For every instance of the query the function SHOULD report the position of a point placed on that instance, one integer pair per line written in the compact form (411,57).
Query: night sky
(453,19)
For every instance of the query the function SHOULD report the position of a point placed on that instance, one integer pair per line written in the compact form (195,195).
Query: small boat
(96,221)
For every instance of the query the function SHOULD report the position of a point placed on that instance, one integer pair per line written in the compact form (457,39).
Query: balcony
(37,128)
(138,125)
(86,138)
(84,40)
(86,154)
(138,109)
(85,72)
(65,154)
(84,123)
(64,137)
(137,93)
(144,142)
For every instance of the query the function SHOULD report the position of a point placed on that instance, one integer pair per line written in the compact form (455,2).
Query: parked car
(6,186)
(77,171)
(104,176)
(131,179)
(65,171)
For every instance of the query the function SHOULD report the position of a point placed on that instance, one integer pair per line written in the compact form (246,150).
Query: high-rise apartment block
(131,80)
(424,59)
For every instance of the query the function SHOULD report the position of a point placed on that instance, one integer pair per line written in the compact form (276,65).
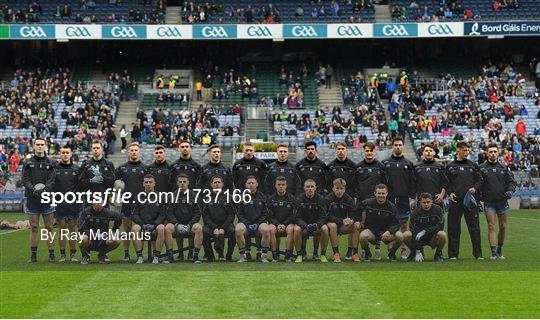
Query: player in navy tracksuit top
(463,176)
(497,187)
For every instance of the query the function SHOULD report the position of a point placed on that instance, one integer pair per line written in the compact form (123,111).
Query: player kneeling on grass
(218,216)
(149,217)
(252,217)
(380,219)
(426,228)
(342,219)
(311,218)
(183,217)
(94,225)
(281,213)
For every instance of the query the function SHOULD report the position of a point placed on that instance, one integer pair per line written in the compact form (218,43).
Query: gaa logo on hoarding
(440,29)
(474,30)
(304,31)
(259,31)
(78,32)
(349,31)
(394,30)
(214,32)
(168,32)
(123,32)
(32,32)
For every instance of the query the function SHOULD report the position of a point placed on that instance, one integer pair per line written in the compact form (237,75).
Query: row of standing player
(404,181)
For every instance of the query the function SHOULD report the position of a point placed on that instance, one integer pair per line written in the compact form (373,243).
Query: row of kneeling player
(490,182)
(372,221)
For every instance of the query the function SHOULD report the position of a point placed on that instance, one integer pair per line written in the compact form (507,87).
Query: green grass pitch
(454,289)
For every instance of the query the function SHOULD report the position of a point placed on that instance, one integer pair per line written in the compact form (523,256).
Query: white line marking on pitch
(10,231)
(531,219)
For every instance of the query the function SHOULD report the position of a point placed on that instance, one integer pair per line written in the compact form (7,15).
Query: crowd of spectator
(170,128)
(123,86)
(268,12)
(28,104)
(448,10)
(85,13)
(193,13)
(324,124)
(479,104)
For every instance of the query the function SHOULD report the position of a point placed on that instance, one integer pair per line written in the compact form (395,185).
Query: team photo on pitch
(283,159)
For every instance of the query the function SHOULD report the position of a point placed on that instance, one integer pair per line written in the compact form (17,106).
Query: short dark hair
(426,195)
(396,139)
(185,141)
(492,145)
(369,145)
(214,146)
(310,144)
(463,144)
(182,175)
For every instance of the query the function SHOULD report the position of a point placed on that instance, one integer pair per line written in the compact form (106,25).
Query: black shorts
(97,245)
(377,233)
(208,231)
(127,210)
(67,212)
(427,239)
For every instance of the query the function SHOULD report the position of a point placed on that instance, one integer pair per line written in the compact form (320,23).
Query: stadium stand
(204,126)
(453,10)
(83,11)
(290,86)
(278,11)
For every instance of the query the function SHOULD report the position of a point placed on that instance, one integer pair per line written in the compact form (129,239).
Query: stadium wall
(268,31)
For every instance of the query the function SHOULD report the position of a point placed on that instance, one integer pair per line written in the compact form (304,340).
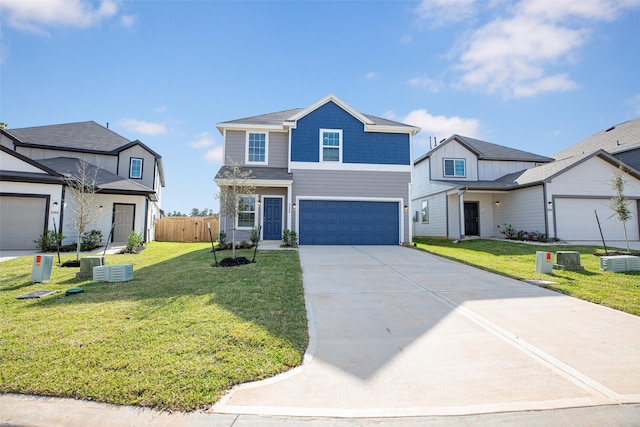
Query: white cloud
(516,53)
(146,128)
(202,140)
(214,155)
(31,16)
(128,21)
(425,83)
(442,12)
(440,127)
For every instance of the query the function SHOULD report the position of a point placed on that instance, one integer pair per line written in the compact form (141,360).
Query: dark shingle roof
(82,136)
(106,181)
(260,173)
(488,151)
(613,139)
(278,118)
(270,119)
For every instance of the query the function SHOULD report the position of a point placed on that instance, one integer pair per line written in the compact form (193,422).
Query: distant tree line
(194,212)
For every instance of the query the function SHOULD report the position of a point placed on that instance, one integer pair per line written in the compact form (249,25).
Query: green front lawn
(178,336)
(518,260)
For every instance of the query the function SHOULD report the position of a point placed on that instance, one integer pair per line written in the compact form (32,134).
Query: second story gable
(327,135)
(92,143)
(333,134)
(461,158)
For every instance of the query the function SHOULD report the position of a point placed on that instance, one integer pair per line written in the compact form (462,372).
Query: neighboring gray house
(328,172)
(35,161)
(465,187)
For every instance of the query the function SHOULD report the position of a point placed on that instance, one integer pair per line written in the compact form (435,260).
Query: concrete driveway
(398,332)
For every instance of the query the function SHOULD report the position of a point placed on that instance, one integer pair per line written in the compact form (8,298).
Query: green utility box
(544,262)
(41,268)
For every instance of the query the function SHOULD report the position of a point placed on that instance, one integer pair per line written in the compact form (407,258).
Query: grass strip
(620,291)
(176,337)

───

WHAT TO WORK ON:
Print again the material above, limited to the lines from the one holding "compact form (8,298)." through the last, inclusive.

EXERCISE OUTPUT:
For every instance of the query the function SHOULD report the position of a point placed on that instance, one integer pair per line written in the compact form (8,298).
Query: green utility box
(544,262)
(41,268)
For every instance of the query the function SHOULD report the position of a point placed on that instance, one integer pair per line written in the compact form (407,258).
Query: grass strip
(620,291)
(176,337)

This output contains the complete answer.